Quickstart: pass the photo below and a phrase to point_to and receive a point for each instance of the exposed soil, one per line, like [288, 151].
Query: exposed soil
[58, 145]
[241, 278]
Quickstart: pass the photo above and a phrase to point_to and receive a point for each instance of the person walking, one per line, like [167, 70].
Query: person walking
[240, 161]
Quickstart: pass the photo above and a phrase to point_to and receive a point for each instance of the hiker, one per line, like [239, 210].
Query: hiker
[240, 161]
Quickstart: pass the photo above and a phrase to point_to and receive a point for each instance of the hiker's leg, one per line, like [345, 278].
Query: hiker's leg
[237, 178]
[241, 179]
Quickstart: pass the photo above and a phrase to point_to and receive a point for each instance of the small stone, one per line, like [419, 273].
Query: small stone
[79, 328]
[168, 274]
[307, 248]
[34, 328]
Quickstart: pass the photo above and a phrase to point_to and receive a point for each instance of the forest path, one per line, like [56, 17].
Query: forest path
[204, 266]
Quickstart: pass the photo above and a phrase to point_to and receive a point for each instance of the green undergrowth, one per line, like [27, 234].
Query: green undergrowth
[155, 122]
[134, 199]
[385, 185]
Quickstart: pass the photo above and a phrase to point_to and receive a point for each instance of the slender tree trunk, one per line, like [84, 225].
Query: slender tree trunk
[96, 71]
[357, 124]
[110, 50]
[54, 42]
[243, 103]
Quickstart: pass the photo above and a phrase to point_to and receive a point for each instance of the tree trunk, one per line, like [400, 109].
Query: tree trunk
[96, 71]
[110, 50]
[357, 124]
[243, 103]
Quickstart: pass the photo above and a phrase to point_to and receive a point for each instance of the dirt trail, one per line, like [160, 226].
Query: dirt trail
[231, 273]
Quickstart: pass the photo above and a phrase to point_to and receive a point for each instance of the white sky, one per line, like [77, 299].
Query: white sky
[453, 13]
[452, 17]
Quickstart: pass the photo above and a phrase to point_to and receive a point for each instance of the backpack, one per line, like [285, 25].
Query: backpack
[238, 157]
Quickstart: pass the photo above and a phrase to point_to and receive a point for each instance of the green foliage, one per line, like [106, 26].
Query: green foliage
■ ■ ■ ■ ■ ■ ■
_WHAT THE EXERCISE ASKS_. Reproduce the records above exactly.

_FULL ANSWER_.
Quickstart: pass the photo below and a phrase to point_to and receive a point for each instance of the exposed soil, one per line, like [288, 151].
Query: exposed soil
[58, 145]
[241, 278]
Quickstart: pass the photo above and a phrase to point_to and receive a point for each instance of the person walking, one per line, like [167, 70].
Query: person walking
[240, 161]
Quickstart: pass the photo above and a phrase to point_to and receive a point for each instance of the hiker, one per line, like [239, 210].
Query: hiker
[240, 161]
Quickstart: pass the photo above and a phrase to point_to and receive a point for each instance of the hiker's leg, one per line, like [345, 278].
Query: hiker's leg
[237, 178]
[241, 179]
Quickstart: pass the photo above and a phrase to point_to and receive a point for each instance of the small stone, one per line, like [419, 273].
Query: small stone
[79, 328]
[168, 274]
[307, 248]
[34, 328]
Quickstart: pass the photo above and a phrase to point_to and receive a point for each instance of the forest path, one per line, like [56, 17].
Query: forest path
[204, 266]
Quickstart: pass the photo above and a phrase to point_to and receive a point for each instance of the green undergrowth, one per line, like [27, 234].
Query: green undergrowth
[155, 122]
[134, 199]
[385, 185]
Quickstart: pass the photo above and a phrase to point_to and receive a point for each instance of the slender tree trunk, one per line, like [84, 225].
Query: slender tree trunk
[96, 71]
[357, 124]
[110, 50]
[54, 42]
[243, 103]
Quickstart: pass the photo above and a phrase to point_to and receive a point for each instance of the tree trunk, one per line, like [400, 109].
Query: tree trunk
[96, 71]
[110, 50]
[357, 124]
[243, 103]
Quickstart: pass the photo above and a phrase to point_to and receive a point for each instance of the dirt trail, one per line, like [160, 226].
Query: dirt trail
[231, 273]
Quickstart: pass the photo above and a phrase to point_to and receive a point for each instance of the white sky, one per line, like [77, 299].
Query: white sky
[453, 13]
[452, 17]
Quickstart: pass the photo above and a phrase to point_to and receive a point for each instance of the backpack, one per line, like [285, 25].
Query: backpack
[238, 157]
Quickstart: pass the photo above and a phrase to point_to and receive a point for each instance of the green foliage, one per line, like [106, 26].
Query: green foliage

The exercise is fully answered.